**Given data**
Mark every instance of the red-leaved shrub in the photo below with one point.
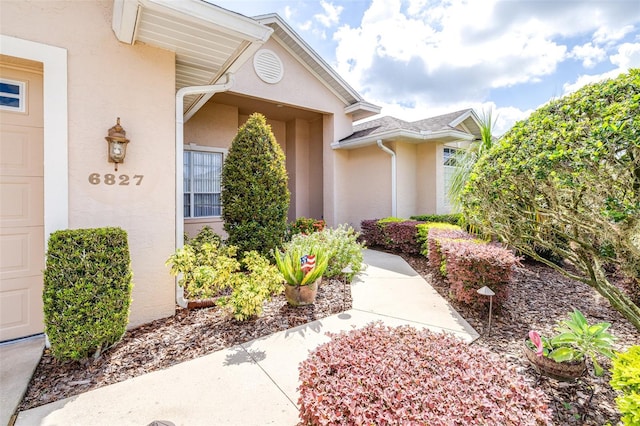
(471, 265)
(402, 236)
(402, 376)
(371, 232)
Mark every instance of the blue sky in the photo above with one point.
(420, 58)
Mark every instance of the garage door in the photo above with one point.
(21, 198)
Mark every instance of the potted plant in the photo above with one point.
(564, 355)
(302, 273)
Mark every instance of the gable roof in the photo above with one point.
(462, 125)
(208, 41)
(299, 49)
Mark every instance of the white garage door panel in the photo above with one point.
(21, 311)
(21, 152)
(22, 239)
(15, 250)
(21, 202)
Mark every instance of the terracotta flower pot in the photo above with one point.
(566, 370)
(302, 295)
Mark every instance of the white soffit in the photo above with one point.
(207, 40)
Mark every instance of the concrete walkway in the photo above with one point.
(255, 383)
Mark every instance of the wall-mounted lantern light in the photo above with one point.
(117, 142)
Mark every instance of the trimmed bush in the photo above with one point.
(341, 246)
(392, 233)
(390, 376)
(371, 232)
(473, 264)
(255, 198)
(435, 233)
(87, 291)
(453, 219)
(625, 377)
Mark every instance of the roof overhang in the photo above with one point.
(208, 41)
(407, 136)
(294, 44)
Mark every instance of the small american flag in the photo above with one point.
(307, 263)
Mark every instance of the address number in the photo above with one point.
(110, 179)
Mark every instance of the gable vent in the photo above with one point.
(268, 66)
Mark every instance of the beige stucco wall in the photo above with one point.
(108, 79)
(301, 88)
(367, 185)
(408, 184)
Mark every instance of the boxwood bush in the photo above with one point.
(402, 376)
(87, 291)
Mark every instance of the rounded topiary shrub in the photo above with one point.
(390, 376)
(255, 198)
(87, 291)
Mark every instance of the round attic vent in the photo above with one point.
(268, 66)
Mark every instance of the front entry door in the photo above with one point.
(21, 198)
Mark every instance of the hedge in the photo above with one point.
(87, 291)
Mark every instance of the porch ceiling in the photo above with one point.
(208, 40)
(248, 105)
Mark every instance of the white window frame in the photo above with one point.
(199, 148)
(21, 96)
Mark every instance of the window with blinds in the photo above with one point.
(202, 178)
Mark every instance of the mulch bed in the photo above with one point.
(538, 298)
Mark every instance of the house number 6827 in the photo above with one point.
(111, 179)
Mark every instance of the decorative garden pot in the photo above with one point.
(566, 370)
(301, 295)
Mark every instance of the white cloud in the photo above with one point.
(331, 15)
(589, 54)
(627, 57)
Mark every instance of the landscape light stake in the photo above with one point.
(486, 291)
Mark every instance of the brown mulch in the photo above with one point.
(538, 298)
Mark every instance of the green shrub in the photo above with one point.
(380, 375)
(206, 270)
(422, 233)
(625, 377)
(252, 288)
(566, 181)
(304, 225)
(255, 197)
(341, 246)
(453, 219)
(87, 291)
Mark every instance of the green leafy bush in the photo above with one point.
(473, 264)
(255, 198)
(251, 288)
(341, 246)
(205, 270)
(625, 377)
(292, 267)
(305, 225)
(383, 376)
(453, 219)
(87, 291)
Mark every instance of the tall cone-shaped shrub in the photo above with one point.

...

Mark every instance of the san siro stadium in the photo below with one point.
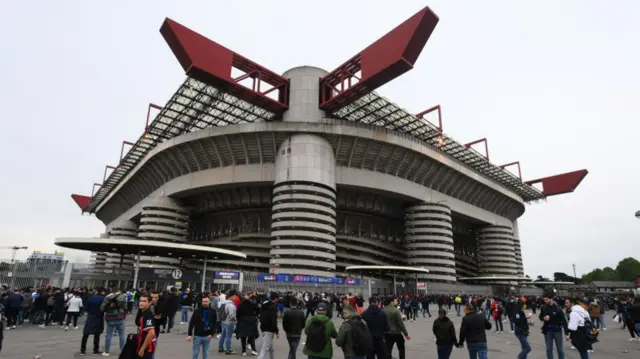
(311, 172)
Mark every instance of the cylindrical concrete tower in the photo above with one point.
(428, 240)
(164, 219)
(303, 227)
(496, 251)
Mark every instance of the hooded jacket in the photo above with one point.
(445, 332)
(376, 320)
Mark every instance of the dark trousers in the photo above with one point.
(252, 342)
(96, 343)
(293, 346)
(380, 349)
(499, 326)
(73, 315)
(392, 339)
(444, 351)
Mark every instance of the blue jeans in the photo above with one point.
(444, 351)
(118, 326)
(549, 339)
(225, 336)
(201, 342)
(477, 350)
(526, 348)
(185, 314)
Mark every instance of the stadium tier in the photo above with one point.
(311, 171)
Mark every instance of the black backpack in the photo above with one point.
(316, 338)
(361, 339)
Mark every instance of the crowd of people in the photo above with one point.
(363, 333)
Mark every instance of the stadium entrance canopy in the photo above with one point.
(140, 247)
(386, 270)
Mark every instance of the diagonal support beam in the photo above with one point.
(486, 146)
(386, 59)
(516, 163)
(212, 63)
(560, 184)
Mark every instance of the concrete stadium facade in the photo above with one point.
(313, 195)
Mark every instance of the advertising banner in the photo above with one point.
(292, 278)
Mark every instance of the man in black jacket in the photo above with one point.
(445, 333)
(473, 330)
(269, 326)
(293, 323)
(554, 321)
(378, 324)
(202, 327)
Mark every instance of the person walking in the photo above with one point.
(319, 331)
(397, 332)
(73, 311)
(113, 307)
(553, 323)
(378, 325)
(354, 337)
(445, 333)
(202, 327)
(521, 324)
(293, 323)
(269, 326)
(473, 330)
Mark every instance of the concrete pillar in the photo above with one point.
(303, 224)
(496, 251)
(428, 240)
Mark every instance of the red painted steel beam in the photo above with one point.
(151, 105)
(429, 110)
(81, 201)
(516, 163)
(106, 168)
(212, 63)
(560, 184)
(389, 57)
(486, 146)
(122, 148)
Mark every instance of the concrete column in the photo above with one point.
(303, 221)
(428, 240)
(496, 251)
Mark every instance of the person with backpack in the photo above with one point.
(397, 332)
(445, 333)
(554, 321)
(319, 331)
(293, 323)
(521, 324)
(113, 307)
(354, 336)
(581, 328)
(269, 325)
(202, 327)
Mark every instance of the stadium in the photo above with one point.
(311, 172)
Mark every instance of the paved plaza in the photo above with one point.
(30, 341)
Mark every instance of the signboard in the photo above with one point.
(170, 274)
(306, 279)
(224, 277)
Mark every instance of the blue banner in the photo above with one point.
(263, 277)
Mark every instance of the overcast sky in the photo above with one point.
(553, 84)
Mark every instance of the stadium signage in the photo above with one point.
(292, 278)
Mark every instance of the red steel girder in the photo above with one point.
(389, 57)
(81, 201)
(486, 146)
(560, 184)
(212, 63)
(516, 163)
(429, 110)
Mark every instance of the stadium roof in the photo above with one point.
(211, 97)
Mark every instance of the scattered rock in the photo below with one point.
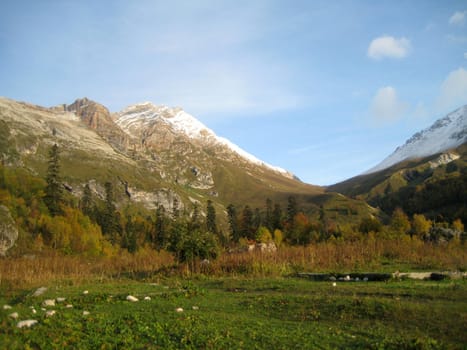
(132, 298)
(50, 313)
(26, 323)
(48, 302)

**Given request**
Repeat the entries word for word, beginning at the line that contains "Mark every instance of the porch" and stopping after the line that contains "Mark every instance of the tall".

**Full solution**
Mark every instance of the porch ceiling in the photo above with one point.
(208, 40)
(248, 105)
Mark every instance of the white window frame in the photo above with one point.
(199, 148)
(21, 96)
Mark every instance of the window with blinds in the photo above with one point.
(202, 178)
Mark every instance of the mulch bed in the photo above with one point.
(538, 298)
Mark every instance of the house number 6827 in the photo above with one point.
(111, 179)
Mark every instance of the decorative garden pot in the photo above with one point.
(566, 370)
(301, 295)
Mark every instance of the white cloud in the photo above with one point.
(331, 15)
(589, 54)
(627, 57)
Mark every instance of the landscape light stake in the photo above with one point.
(486, 291)
Mark every instance of the brown mulch in the photo above with one point.
(538, 298)
Mark every instance of the green shrub in the photo above with one point.
(380, 375)
(206, 270)
(422, 233)
(625, 377)
(252, 288)
(566, 181)
(304, 225)
(255, 197)
(341, 246)
(453, 219)
(87, 291)
Mark every instance of the green leafy bush in the photo above with one point.
(473, 264)
(255, 198)
(251, 288)
(341, 246)
(205, 270)
(625, 377)
(292, 267)
(305, 225)
(383, 376)
(453, 219)
(87, 291)
Mark every instance of the tall cone-shaped shrub in the photo above with one point.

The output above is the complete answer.